* _SHORT EXERCISE_: Return each line of the records below that contains the string "windshield".

* _Position annotation records_:
◆ ◆ ◆ ◆ ◆ ◆ ◆
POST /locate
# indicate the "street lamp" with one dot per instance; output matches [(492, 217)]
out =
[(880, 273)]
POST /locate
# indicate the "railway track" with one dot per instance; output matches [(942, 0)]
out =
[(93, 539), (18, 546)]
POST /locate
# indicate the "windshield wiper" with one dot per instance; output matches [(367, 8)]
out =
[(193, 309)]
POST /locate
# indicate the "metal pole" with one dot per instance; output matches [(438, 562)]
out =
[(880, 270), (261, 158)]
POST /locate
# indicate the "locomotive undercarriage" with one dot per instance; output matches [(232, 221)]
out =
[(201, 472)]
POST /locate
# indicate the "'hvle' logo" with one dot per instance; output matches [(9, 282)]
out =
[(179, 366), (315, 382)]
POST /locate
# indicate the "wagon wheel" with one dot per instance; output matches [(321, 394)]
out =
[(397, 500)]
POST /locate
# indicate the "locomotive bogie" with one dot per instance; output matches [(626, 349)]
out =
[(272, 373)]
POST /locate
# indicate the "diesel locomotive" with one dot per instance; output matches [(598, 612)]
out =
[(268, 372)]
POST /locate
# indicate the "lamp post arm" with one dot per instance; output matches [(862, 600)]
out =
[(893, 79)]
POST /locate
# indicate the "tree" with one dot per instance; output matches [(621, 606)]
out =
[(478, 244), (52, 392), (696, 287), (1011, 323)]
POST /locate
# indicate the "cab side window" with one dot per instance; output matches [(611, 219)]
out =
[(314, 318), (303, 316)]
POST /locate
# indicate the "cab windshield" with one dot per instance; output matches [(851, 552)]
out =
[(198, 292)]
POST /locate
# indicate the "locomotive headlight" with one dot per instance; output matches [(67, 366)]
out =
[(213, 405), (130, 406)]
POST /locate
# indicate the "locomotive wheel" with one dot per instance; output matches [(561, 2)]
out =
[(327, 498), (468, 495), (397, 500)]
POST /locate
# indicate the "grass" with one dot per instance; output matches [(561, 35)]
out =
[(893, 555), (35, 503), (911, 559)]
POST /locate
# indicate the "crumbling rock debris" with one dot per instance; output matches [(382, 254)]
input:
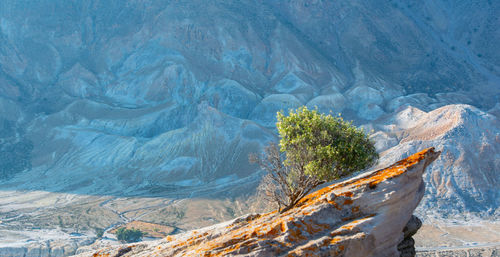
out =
[(364, 216)]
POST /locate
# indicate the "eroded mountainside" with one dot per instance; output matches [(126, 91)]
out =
[(363, 216)]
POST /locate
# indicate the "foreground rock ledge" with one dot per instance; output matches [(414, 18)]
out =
[(363, 216)]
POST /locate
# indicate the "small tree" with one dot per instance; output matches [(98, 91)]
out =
[(314, 148), (129, 235)]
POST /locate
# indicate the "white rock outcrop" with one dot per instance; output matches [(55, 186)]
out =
[(362, 216)]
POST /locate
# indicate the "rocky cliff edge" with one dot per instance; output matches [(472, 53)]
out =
[(362, 216)]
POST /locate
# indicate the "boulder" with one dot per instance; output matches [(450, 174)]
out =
[(362, 216)]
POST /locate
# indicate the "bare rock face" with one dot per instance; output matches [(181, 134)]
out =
[(362, 216), (464, 179), (407, 247)]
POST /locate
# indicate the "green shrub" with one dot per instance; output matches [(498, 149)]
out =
[(314, 148), (129, 235)]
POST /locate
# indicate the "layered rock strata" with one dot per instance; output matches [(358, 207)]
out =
[(407, 247), (362, 216)]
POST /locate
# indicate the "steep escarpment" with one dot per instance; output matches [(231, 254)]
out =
[(363, 216)]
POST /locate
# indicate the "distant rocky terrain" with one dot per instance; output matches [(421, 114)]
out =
[(119, 110)]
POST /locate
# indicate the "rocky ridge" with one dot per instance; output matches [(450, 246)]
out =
[(362, 216)]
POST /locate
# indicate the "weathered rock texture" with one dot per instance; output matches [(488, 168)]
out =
[(363, 216), (407, 247), (492, 251)]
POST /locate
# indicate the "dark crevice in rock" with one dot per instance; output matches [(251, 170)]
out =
[(407, 247)]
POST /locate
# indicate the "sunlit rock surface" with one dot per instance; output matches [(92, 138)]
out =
[(464, 179), (111, 99), (362, 216)]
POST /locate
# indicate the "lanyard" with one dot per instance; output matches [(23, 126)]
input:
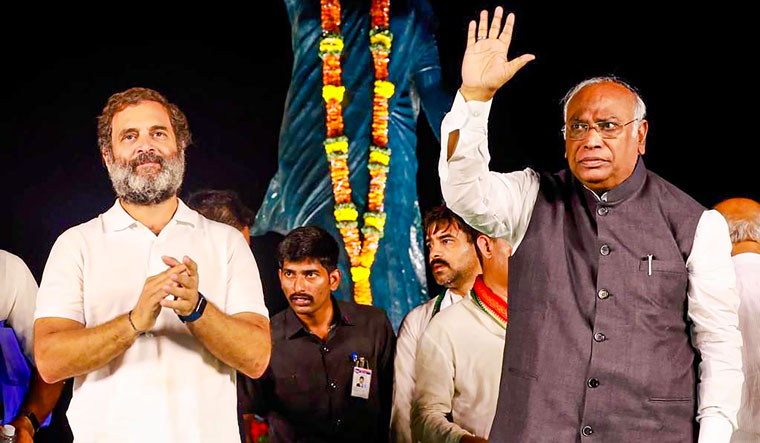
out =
[(437, 304)]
◆ ◆ ◆ ◆ ◆ ◆ ◆
* _CORRECT OUTPUT_:
# indicate the "windshield wiper" with one dot per instance; output matches [(367, 8)]
# indicate the "cab windshield" with one dot per instance; output matches [(851, 552)]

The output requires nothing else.